» Direction
Please reproduce each of the lines below word for word, keeping every number, space, and line break unchanged.

» Excerpted records
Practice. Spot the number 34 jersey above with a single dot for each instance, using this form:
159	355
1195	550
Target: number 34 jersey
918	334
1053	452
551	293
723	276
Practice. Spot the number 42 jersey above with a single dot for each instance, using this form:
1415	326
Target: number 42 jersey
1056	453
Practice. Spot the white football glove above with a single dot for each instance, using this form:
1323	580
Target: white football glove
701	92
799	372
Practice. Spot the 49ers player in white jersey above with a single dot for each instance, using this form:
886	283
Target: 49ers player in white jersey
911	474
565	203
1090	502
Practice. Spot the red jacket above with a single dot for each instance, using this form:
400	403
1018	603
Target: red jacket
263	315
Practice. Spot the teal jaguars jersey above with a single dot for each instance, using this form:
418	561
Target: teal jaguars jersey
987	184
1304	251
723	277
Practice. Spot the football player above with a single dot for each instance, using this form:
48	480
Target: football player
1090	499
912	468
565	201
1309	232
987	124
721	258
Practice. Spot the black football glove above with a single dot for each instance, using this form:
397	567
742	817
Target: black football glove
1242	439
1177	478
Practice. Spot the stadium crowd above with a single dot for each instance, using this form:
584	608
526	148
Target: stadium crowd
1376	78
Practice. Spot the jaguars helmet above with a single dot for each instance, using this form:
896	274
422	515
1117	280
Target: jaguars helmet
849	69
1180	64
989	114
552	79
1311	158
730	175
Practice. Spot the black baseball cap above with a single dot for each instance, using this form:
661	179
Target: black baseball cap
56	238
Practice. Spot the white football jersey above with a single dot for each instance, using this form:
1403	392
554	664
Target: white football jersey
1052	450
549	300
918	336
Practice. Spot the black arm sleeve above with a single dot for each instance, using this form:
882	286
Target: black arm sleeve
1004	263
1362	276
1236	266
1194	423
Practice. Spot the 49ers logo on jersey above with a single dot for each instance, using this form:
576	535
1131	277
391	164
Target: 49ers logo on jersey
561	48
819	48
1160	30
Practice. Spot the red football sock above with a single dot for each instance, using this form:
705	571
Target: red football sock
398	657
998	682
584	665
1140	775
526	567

» Final result
Practice. Spot the number 34 jersey above with a single dot for each instance, using this form:
159	355
1195	550
Target: number 34 jersey
918	334
1053	452
551	293
723	276
Practice. Spot the number 42 jersey above with a single dot for each instance, using this form:
1415	326
Target: number 42 jersey
1056	453
Practice. Spot the white football glove above with a single dot for each instance, using this form:
1323	580
Target: white football glove
701	92
799	372
Practice. Spot the 49ers player in white jersey above with a single dot for each instance, using this form:
886	283
Target: 49ers player in white jersey
911	474
565	203
1090	502
Practice. Spot the red jacket above with a single dot for each instance, using this form:
400	403
1018	603
Target: red jacket
263	315
Practice. Spot the teal jaguars jersey above with a single dot for each instance, using this form:
418	561
Target: teal jaguars jersey
987	184
1304	251
723	277
Practice. Spot the football player above with a single dot for each instance, using this form:
48	480
Target: football player
1090	499
912	468
565	201
1309	232
987	124
721	258
Practice. Spot the black football glove above with a single dot for each instance, using this form:
397	567
742	817
Target: black football glove
1242	439
1177	478
Practice. Spot the stadium crowd above with a single dot for each instance, using this form:
584	608
526	148
Target: stadium crowd
1376	78
Practice. Spot the jaguars helmet above with a single dot for each instance, using this form:
896	274
422	515
1117	280
Target: jaguars helmet
849	69
1180	64
989	114
552	79
1311	158
730	175
Practice. Spot the black baseball cap above with a single dot for each instance, using this form:
661	179
Target: black baseball cap
56	238
Practice. Spot the white football jersey above with a single dot for each instance, using this form:
1403	392
554	664
Target: white football jersey
1052	450
549	300
918	336
Practice. Spot the black arm sleeve above with a single dot for each instance, using this form:
882	286
Target: black arm sleeve
1004	263
1362	276
1236	266
1194	423
Practice. Spot the 49ers logo on jersey above with a single dot for each instance, using this form:
576	535
1131	277
391	164
Target: 49ers logo on jersey
561	48
819	48
1160	30
Practice. Spot the red football sock above with a single dot for each instance, using this form:
705	571
Target: red football sock
398	657
998	682
584	665
1140	775
526	567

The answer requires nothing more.